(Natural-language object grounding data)
══════

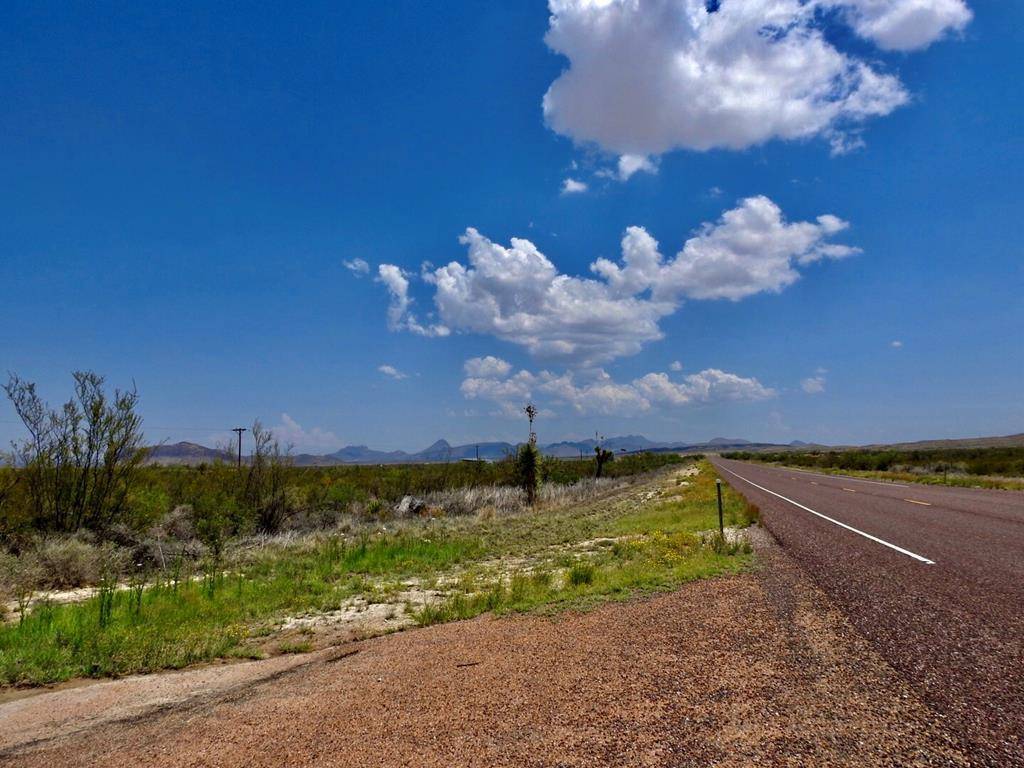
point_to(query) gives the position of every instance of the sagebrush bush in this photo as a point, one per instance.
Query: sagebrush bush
(67, 562)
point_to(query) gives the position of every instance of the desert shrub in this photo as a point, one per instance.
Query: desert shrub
(80, 462)
(147, 505)
(528, 462)
(581, 573)
(67, 562)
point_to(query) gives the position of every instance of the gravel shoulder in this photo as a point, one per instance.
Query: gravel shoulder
(755, 669)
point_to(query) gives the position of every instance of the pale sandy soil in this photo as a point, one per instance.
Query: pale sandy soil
(756, 669)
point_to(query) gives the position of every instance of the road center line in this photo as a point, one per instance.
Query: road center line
(833, 520)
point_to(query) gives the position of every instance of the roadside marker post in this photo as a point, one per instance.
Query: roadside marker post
(721, 524)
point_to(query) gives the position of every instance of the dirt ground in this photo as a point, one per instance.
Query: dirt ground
(757, 669)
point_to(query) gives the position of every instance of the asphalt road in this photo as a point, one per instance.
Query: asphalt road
(933, 577)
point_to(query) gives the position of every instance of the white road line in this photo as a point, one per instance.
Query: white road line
(855, 479)
(883, 542)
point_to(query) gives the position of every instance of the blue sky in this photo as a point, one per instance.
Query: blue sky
(181, 190)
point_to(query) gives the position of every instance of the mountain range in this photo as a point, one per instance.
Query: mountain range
(442, 451)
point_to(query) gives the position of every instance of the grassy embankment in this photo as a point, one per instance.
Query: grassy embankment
(610, 548)
(984, 468)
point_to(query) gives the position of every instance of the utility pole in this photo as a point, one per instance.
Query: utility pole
(240, 430)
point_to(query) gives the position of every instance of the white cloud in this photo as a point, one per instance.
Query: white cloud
(290, 432)
(488, 367)
(596, 391)
(649, 76)
(516, 294)
(813, 384)
(358, 267)
(904, 25)
(572, 186)
(632, 164)
(399, 316)
(392, 372)
(749, 250)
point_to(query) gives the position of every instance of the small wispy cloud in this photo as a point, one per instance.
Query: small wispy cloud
(358, 267)
(392, 372)
(813, 384)
(573, 186)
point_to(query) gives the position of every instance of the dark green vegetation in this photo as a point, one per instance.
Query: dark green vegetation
(608, 548)
(81, 469)
(989, 467)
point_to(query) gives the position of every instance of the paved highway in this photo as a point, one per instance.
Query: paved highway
(933, 577)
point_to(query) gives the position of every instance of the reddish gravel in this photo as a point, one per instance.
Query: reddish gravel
(756, 669)
(953, 629)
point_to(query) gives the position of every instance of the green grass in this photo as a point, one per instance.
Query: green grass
(950, 480)
(176, 623)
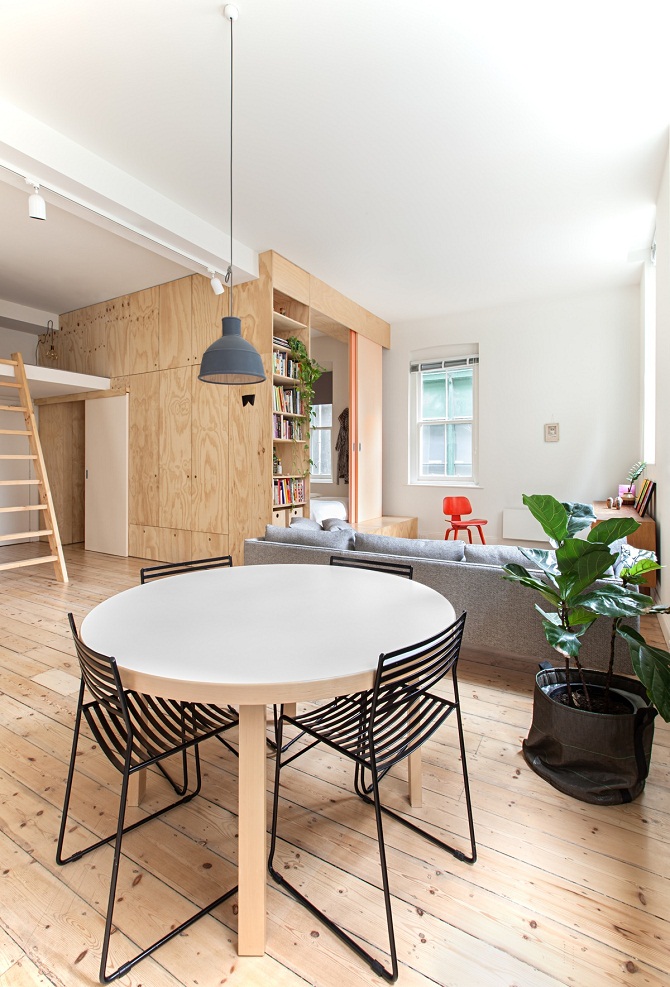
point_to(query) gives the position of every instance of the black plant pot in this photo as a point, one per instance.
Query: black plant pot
(601, 758)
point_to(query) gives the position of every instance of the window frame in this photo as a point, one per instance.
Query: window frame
(417, 369)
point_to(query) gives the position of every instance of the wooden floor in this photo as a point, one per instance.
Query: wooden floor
(562, 893)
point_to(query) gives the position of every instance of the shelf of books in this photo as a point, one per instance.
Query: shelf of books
(290, 485)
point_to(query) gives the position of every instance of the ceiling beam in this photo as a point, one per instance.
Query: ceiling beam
(88, 186)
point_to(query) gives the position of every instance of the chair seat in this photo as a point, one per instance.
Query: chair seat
(343, 724)
(159, 725)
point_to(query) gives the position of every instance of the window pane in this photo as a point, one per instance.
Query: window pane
(432, 454)
(433, 395)
(319, 451)
(459, 387)
(459, 450)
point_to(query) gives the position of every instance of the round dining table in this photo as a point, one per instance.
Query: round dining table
(255, 636)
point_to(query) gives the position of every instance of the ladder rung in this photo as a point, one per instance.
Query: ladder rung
(26, 534)
(22, 562)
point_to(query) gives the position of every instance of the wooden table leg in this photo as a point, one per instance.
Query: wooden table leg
(252, 863)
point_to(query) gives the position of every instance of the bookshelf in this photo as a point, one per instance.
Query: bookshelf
(290, 485)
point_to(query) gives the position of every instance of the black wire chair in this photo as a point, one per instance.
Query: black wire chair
(376, 565)
(175, 568)
(376, 729)
(136, 731)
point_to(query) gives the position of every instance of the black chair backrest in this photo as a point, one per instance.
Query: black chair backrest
(100, 675)
(402, 712)
(176, 568)
(376, 565)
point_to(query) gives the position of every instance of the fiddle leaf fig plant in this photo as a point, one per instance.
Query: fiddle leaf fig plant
(568, 574)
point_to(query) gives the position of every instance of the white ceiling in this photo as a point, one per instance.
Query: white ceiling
(421, 157)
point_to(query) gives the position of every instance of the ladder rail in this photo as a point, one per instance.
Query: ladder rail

══════

DIRECTIONS FOR THIS TASK
Your copy of the data above should match it exactly, apart from the images.

REPLY
point_to(query) gives the position of every instance of the sagebrush bush in this photo as a point, one per instance.
Query: sagebrush bush
(67, 562)
point_to(query) gives the position of every instance of the desert shrub in this photo as a point, one per instance.
Query: desert shrub
(80, 462)
(147, 505)
(528, 462)
(581, 573)
(67, 562)
point_to(query) gives the position of every instance of the gravel shoulder in this photo as a point, one per instance.
Query: gravel shoulder
(755, 669)
point_to(query) gives the position of every instance of the pale sandy soil in this photo as a point, one per instance.
Query: pale sandy soil
(756, 669)
point_to(query) gives the position of every instance of the road center line in this photo as a point, one per instance.
Query: road center line
(833, 520)
point_to(query) gives the position of every instance of the roadside marker post in this photo as a point, one per instance.
Query: roadside marker post
(721, 524)
point_to(query) gives the position of every instance of the dirt ground in this photo as a point, one per instance.
Query: dirt ground
(757, 669)
point_to(query) gives the position of every instance of the asphalt road in this photo as a point, one per instance.
Query: asphalt road
(933, 577)
point_to(query) gives the position of every instance of the white road line in this photo as a point, one per instance.
Query: white road line
(855, 479)
(883, 542)
point_to(query) gives the position of every instance of the blue sky in this photo as a point, one per instance.
Query: blue sky
(181, 190)
point_to(query) gives the position of every instance of the mountain range in this photo as a point, one per instance.
Query: mountain range
(442, 451)
point_to(query) gives the position of every instance of the grassy embankment in this photo as a point, one per instance.
Query: grassy embankment
(610, 548)
(984, 468)
point_to(query) gives the position of every instance of the utility pole in this photo as a point, one per instance.
Query: utility pole
(240, 430)
point_to(query) gives the position of every instance of the white cloud in this photo as a point, one per instance.
Query: white cloud
(290, 432)
(488, 367)
(596, 391)
(649, 76)
(516, 294)
(813, 384)
(358, 267)
(904, 25)
(572, 186)
(632, 164)
(399, 316)
(392, 372)
(749, 250)
point_to(query) gives the position of every instance of the small wispy cloud in this photo as a point, one per instance.
Query: small wispy cloud
(358, 267)
(392, 372)
(813, 384)
(573, 186)
point_to(query) gives the position of every instance of the dark green vegetation in this photo as a point, one per instance.
Query: dark green vegetation
(608, 548)
(81, 469)
(989, 467)
point_to(query) gives the position of every instance of the paved highway in this photo as a point, one per instance.
Query: paved highway
(933, 577)
point_to(query) gives the position of every instance of the reddish gravel in this photo as a point, one per instance.
Query: reddish gravel
(756, 669)
(953, 629)
point_to(query) gives the position of every instance of the green grass in this photo as a point, one per instance.
Query: green grass
(950, 480)
(176, 623)
point_to(query) gives the position of every instance of the black plant pot in this photo as a point, one per instance.
Query: black plant pot
(601, 758)
point_to(query) gives the position of every instance of the window frame in this photo as a point, one per instance.
Query: window frame
(417, 369)
point_to(query) gives the position of every instance of the wooden floor in this photo as a point, one per instance.
Query: wooden floor
(562, 893)
point_to(query) gives the position of every instance of the shelf of books in this photo as a point, one per instance.
Query: shelf of books
(290, 485)
point_to(query) gives the position of every instance of the ceiling beam in this photo as a point, one per instance.
Query: ceiling beam
(88, 186)
point_to(query) gives the position of every instance of the chair seat in this photo as a point, one per instance.
Query: chair seat
(343, 724)
(159, 725)
point_to(query) gives the position of every instance of the window pane in this photo as a point, one per instance.
Query: window pane
(432, 454)
(433, 395)
(319, 451)
(459, 387)
(459, 450)
point_to(query) gives the position of every instance of the round dining table in this photo as a point, one per instance.
Query: round dining table
(255, 636)
point_to(query) gives the position of every instance of the ladder rung in this photo as a point, one per instance.
Query: ladder rung
(26, 534)
(22, 562)
point_to(query) gives the position of every instance of the wooden table leg in this photo as a point, one per instance.
Query: wooden table leg
(252, 863)
point_to(query) gives the position of every instance of the bookshelf in this photo as a point, one per instance.
Query: bookshelf
(290, 485)
point_to(query) gives the position of every instance of the black wire chair in this photo as a point, one per instance.
Query: black wire chair
(376, 565)
(175, 568)
(376, 729)
(136, 731)
point_to(query) gives the position of every instance of the black chair backrest in this photo as a point, one per instance.
Query: black chair backrest
(100, 675)
(402, 712)
(176, 568)
(376, 565)
point_to(query) gives the position of every instance of the fiddle leaf fig plant in this photo as a point, one per instance.
Query: fiddle leaf fig plant
(568, 574)
point_to(query) gives the position of every instance of the white ceiling in this photo as a point, one per instance.
Query: white ceiling
(421, 157)
point_to(query) gives the position of every instance of the ladder rail in this photo as a point, one per instance.
Query: ladder rail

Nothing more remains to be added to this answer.